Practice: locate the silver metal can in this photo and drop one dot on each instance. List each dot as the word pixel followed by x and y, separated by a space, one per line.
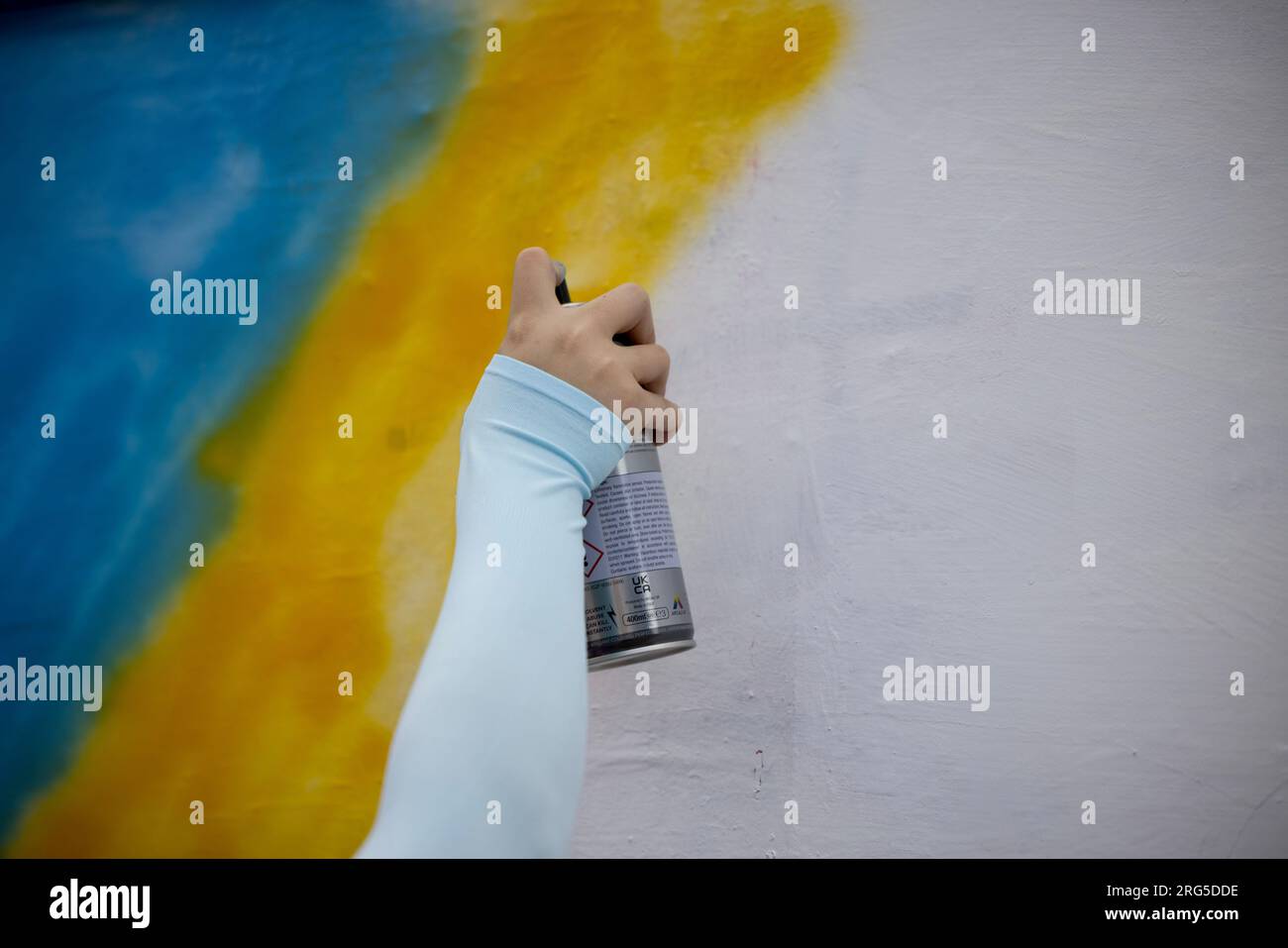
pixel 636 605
--
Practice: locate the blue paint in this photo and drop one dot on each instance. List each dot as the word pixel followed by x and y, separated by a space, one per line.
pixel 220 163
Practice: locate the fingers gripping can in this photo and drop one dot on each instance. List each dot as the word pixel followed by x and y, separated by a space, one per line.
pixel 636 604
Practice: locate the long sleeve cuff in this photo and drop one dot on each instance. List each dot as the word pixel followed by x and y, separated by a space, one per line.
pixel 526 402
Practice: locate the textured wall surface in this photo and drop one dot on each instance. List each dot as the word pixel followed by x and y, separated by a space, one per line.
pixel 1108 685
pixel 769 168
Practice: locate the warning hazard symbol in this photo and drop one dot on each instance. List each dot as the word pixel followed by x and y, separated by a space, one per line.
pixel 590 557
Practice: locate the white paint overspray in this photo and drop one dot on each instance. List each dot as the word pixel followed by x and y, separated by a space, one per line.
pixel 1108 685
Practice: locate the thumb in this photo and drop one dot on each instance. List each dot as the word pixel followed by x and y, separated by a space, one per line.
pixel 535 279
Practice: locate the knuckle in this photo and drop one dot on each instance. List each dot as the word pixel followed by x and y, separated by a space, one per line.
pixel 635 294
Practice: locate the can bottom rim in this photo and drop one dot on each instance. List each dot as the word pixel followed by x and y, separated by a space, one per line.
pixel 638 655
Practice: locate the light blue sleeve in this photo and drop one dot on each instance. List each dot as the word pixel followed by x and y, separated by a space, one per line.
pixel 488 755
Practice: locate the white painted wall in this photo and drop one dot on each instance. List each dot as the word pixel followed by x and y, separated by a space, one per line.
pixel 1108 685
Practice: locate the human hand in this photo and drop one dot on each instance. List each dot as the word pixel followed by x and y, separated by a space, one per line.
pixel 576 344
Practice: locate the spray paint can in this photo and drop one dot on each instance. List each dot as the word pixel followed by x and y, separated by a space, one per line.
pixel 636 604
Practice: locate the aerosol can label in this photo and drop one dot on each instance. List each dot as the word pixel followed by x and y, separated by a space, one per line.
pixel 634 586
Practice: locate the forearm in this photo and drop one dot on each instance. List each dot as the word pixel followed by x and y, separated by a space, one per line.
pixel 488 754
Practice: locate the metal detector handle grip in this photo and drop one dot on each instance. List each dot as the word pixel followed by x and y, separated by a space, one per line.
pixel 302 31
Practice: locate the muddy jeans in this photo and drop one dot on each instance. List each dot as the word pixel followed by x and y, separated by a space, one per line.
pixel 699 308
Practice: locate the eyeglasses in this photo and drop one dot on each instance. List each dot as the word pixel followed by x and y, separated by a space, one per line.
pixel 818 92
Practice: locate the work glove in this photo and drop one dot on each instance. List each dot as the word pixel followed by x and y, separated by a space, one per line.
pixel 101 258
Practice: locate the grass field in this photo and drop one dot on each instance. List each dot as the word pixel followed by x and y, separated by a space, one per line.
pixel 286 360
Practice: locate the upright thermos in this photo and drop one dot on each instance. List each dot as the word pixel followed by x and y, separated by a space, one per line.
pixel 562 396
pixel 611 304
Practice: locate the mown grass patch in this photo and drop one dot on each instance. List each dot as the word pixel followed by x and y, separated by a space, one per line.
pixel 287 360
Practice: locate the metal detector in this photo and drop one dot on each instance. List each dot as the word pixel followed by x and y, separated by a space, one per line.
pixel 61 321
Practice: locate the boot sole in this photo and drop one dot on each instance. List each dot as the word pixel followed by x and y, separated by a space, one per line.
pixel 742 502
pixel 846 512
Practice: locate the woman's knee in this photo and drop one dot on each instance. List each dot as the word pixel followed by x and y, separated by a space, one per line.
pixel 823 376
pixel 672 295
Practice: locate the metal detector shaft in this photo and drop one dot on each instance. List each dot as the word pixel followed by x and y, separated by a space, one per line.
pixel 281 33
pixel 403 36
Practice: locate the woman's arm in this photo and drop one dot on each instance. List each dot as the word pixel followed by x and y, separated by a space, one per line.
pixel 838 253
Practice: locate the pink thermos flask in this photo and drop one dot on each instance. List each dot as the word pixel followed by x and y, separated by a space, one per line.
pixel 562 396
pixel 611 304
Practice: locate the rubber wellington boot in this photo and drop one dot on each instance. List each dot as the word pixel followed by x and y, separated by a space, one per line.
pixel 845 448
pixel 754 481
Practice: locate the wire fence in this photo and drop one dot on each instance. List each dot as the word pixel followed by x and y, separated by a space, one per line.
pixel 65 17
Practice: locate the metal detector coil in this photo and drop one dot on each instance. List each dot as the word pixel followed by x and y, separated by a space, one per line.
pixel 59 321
==
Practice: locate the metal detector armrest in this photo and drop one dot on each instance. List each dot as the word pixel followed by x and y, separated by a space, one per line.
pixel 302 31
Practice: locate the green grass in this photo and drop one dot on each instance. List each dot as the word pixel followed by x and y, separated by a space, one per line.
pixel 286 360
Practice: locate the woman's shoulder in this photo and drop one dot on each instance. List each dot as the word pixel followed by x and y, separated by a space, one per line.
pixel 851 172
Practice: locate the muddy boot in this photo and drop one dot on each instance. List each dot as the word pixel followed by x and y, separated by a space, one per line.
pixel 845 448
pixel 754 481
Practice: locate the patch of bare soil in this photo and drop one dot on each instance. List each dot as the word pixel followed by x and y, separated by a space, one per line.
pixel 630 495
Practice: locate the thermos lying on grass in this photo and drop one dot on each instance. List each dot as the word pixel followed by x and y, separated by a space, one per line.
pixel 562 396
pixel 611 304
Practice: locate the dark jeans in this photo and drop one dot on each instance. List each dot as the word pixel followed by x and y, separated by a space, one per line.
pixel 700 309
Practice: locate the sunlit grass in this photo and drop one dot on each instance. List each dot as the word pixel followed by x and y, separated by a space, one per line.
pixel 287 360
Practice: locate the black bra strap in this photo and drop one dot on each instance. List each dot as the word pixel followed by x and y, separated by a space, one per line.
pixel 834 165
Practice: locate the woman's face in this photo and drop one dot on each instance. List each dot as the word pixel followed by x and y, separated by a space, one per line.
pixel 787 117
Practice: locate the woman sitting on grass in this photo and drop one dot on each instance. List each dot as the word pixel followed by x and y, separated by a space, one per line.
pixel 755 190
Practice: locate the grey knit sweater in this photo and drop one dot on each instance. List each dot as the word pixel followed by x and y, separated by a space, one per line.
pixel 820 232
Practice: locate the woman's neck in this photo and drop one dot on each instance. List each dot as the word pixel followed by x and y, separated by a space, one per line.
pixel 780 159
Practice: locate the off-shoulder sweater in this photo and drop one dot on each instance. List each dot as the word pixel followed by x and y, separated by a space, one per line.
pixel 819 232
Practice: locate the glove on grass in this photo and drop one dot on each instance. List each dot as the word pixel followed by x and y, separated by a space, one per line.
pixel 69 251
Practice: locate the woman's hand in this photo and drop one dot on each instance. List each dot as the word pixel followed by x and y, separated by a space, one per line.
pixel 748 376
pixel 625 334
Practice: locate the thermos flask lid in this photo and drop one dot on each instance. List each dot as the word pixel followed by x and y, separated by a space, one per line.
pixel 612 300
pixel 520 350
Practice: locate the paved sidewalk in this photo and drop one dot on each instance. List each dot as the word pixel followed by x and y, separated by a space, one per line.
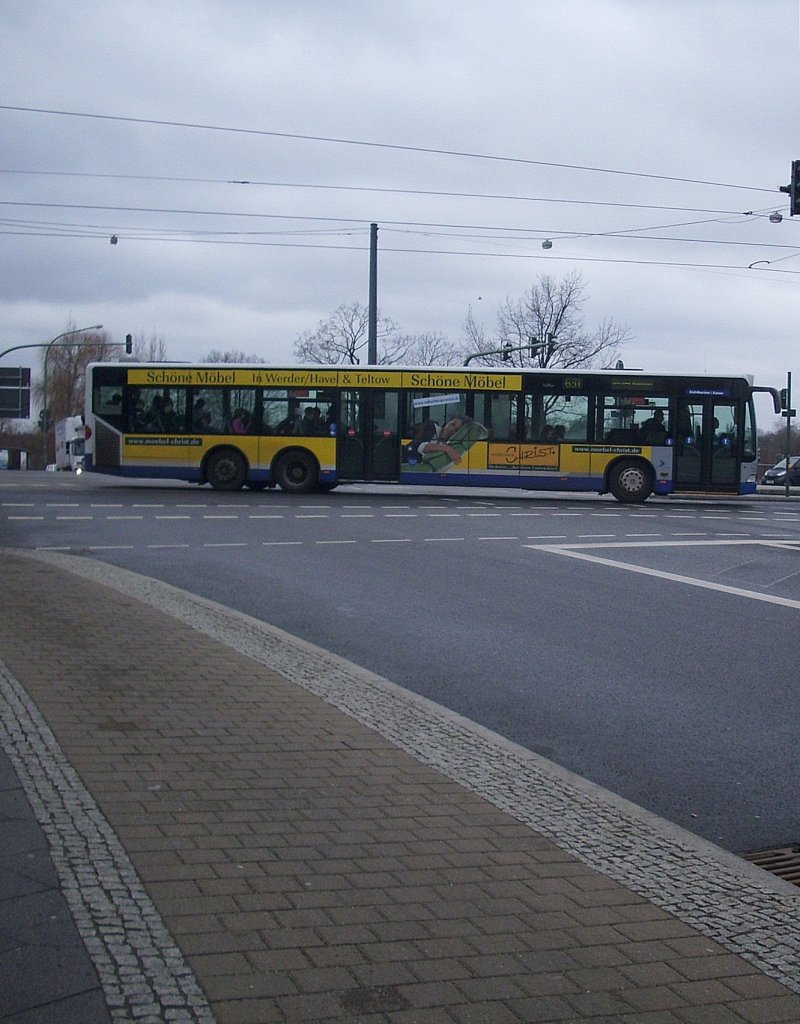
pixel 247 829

:: EXERCISE ::
Copy out the data that opens with the line containing "Practice: locate the metal detector armrest" and closes with the line containing "pixel 630 495", swapping "in this photo" for "in this image" and keeping all else unchanged. Give only those lines.

:: ANSWER FOR THIS EXERCISE ::
Practice: locate the metal detector armrest in this image and drop one dot on each instance. List each dot as the word pixel followed by x and y, separated by a space, one per line.
pixel 302 31
Practice: locate the green grass in this image and drop one dot on each instance. List each dot as the word pixel followed by x and y, separated by a space, one per line.
pixel 286 360
Practice: locate the woman's shoulder in this image and drop one dot on each instance. List each dot as the word pixel followed by x and y, separated by a space, one per line.
pixel 851 172
Practice: locate the muddy boot in this image and drop one dot on each instance. List each dot as the word pixel followed by x and y, separated by a space, one per line.
pixel 845 448
pixel 754 481
Practice: locate the patch of bare soil in this image and drop one dot on each instance. List each dot as the word pixel followed by x and y, separated by a space, one per line.
pixel 630 495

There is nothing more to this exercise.